Travels in Geology: Sculptures of wind and ice: Sleeping Bear Dunes and Pictured Rocks National Lakeshores

by Lucas Joel
Friday, June 17, 2016

View of Sleeping Bear Dunes National Lakeshore along Lake Michigan, as seen from the end of the Empire Bluff Trail. South Manitou Island can be seen in the distance. Credit: National Park Service.

Two of the U.S.'s four national lakeshores are in Michigan: Sleeping Bear Dunes and Pictured Rocks. Credit: all: K. Cantner, AGI.

Empire Bluff trailhead at Sleeping Bear Dunes. Credit: National Park Service.

During the Pleistocene, the Laurentide Ice Sheet, which covered much of North America, gouged large valleys that would one day become the Great Lakes. Today, four of these lakes border Michigan, giving the state’s Lower Peninsula its famed mitten shape and setting much of the Upper Peninsula off on its own. The ice sheet no longer exists, but travelers can visit scenic spots in Michigan — along the mitten’s edges and in its distant provinces — that only came to be because of the ice sheet’s erosive work. Among them are two of the country’s four U.S. national lakeshores, which are managed by the National Park Service: Sleeping Bear Dunes and Pictured Rocks.

Sleeping Bear Dunes, in the northwestern corner of the Lower Peninsula along Lake Michigan, contains large, geologically young sand dunes formed from sediment eroded and deposited by the ice sheet.

Meanwhile, although the rocks in the multicolored cliffs at Pictured Rocks, in Michigan’s Upper Peninsula on the shores of Lake Superior, were also sculpted by the ice sheet, they are much more ancient, dating to the Late Precambrian and Cambrian.

Visiting these two lakeshores offers a distinctive geological time-traveling opportunity: Going from Sleeping Bear Dunes to Pictured Rocks, you can witness the impacts of a single ice age on locales separated in time by more than 500 million years. At both, you will find yourself standing on ground once covered by a 3-kilometer-thick glacier that drastically reshaped the landscape and created the largest system of freshwater lakes in the world.

Sleeping Bear Dunes National Lakeshore

The northern lights as seen from Sleeping Bear Dunes. Credit: National Park Service.

View of Lake Michigan from Pierce Stocking Scenic Drive at Sleeping Bear Dunes National Lakeshore. Credit: National Park Service.

Lake Michigan Overlook at Sleeping Bear Dunes. Credit: ©iStockphoto.com/RiverNorthPhotography.

Several large ice lobes extended south from the Laurentide Ice Sheet in the Pleistocene, between 2.6 million and 11,000 years ago. Two of these lobes — the Superior lobe and the Michigan lobe — expanded into and carved out low-lying, river-incised valleys that became Lake Superior and Lake Michigan. After it came and went, the Michigan ice lobe left behind glacial sediment in the form of ridges, or moraines, in the area of Sleeping Bear Dunes. Imagine a plow pushing material to both sides — that is about how the moraines formed.

### Exercise aim
List every source credited for images in the Michigan lakeshores article. Work only from the Michigan lakeshores article.

### Given records
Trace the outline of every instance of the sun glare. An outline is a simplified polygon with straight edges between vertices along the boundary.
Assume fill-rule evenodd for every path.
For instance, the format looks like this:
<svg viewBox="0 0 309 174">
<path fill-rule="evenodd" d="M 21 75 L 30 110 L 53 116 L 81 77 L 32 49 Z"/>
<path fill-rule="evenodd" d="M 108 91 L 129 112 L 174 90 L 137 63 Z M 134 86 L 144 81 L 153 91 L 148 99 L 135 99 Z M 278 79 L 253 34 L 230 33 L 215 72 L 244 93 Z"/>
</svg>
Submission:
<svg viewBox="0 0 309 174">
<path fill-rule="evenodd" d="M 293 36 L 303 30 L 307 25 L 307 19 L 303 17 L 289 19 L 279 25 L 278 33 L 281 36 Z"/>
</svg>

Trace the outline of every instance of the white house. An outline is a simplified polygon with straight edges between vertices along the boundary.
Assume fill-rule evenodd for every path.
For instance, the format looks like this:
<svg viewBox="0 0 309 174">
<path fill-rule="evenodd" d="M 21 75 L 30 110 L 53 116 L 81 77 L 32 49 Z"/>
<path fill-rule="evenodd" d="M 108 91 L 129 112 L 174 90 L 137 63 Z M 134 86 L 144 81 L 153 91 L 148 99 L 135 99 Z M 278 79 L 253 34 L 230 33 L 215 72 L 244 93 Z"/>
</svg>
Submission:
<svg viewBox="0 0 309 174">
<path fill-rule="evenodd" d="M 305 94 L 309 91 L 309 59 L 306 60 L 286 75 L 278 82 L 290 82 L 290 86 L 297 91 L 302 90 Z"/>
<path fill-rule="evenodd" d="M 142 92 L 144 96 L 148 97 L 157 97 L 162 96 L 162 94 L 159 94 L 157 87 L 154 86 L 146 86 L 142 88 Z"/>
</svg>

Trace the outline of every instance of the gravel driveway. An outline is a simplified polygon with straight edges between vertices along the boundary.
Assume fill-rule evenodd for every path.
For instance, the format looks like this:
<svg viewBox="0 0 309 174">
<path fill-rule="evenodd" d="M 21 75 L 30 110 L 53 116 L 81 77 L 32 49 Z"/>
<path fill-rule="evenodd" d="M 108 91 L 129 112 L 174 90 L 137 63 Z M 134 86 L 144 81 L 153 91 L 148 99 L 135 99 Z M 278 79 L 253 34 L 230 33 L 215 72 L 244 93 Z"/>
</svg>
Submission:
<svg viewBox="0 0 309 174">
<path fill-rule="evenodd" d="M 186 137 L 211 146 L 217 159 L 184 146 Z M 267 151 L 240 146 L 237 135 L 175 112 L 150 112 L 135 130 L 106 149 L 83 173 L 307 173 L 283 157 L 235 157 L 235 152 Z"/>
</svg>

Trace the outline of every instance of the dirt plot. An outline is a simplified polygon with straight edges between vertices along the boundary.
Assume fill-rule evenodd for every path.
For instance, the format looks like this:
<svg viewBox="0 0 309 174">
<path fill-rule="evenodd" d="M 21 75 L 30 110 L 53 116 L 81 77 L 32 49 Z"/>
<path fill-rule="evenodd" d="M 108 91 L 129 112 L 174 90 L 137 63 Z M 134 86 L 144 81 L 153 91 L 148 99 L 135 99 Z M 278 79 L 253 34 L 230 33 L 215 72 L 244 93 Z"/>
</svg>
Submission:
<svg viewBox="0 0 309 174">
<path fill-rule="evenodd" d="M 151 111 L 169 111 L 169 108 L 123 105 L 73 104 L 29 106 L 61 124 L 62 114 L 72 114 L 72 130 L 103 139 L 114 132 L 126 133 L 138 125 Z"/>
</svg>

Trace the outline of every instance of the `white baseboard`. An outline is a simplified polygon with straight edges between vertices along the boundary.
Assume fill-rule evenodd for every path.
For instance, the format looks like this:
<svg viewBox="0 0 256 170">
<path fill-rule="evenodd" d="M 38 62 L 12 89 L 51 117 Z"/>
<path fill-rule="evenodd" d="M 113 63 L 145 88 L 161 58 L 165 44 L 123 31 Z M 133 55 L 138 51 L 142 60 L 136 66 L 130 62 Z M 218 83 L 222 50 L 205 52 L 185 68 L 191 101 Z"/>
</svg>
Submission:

### Response to the task
- National Park Service
- K. Cantner, AGI
- ©iStockphoto.com/RiverNorthPhotography